▸ Exercise instructions:
Among the entries below, find each line with "kitchen" and show it.

▸ Excerpts from a dataset:
=== Begin Enclosure ===

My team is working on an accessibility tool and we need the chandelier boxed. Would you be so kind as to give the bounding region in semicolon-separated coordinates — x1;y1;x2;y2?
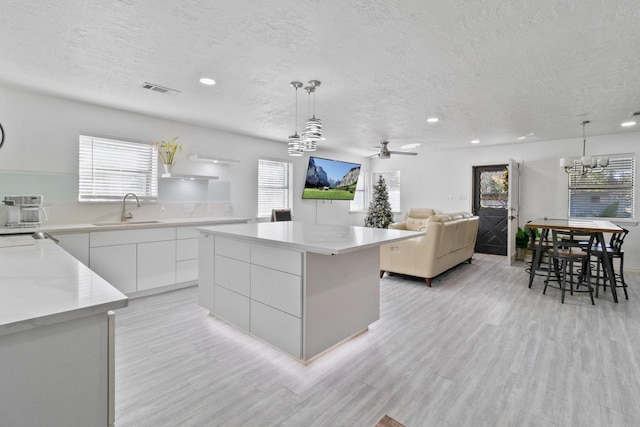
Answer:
560;120;608;175
287;80;324;156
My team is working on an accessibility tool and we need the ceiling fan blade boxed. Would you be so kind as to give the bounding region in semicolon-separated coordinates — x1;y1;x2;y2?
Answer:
388;151;418;156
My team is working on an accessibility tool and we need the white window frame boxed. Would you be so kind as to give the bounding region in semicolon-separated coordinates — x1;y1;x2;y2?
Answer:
349;172;367;212
257;158;293;218
372;170;401;213
79;135;158;202
567;156;635;220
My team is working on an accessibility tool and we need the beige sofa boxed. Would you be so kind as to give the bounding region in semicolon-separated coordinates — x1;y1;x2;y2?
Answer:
380;209;479;286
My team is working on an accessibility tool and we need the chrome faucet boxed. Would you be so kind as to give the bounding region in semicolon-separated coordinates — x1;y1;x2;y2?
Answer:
121;193;140;221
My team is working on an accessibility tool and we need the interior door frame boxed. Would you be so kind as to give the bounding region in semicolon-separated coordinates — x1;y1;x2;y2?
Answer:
506;158;520;265
472;163;509;256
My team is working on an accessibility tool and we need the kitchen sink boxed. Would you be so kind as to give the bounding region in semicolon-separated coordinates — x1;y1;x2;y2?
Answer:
92;220;164;226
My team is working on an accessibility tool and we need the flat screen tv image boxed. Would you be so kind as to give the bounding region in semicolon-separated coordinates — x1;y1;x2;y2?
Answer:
303;156;361;200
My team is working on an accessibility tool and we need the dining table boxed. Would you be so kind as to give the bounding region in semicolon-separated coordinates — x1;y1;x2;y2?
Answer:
526;218;624;303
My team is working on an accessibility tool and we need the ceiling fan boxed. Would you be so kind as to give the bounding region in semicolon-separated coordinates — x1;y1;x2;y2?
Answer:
369;140;418;159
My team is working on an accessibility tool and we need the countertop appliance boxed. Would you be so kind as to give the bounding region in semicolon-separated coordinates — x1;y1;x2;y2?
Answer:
3;195;48;229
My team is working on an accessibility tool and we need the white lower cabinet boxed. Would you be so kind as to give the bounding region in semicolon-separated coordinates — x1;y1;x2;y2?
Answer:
198;235;215;311
137;240;176;291
89;244;137;294
54;232;90;266
201;236;303;359
89;227;177;295
251;301;302;359
214;285;250;331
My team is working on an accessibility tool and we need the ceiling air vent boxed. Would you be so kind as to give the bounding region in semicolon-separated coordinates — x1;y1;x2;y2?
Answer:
141;82;180;95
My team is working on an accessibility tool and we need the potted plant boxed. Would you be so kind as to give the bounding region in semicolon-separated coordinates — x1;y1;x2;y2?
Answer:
153;136;182;174
516;226;540;261
515;227;528;260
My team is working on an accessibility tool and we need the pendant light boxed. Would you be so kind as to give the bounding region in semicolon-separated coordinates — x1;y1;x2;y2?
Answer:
560;120;608;175
287;82;304;156
302;80;324;147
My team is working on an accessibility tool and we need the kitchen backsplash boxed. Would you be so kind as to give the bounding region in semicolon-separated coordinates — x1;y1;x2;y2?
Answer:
0;169;232;225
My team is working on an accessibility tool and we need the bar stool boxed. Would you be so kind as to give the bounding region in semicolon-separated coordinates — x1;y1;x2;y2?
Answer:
590;228;629;300
526;226;553;286
544;229;595;305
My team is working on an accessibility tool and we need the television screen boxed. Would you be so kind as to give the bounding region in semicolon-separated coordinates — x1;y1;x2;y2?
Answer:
302;156;361;200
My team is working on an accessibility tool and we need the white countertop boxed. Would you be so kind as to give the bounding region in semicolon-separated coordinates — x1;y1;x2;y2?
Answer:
0;237;128;337
198;221;424;255
0;216;250;235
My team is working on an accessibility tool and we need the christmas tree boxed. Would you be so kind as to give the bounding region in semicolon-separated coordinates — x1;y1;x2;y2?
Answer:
364;176;394;228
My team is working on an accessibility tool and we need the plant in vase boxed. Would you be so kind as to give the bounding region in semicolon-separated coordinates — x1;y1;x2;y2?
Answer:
515;226;539;261
153;136;182;175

=== End Enclosure ===

▸ The completed task:
My team is working on an accessibility tool and we need the kitchen sink boxed. Would you be so kind as to give the bounding region in semicolon-separated coordinates — x1;y1;x2;y2?
My team is working on an accessibility tool and we need the kitchen backsplash boxed. Would you be so kind as to give the bounding region in semicolon-separated coordinates — x1;y1;x2;y2?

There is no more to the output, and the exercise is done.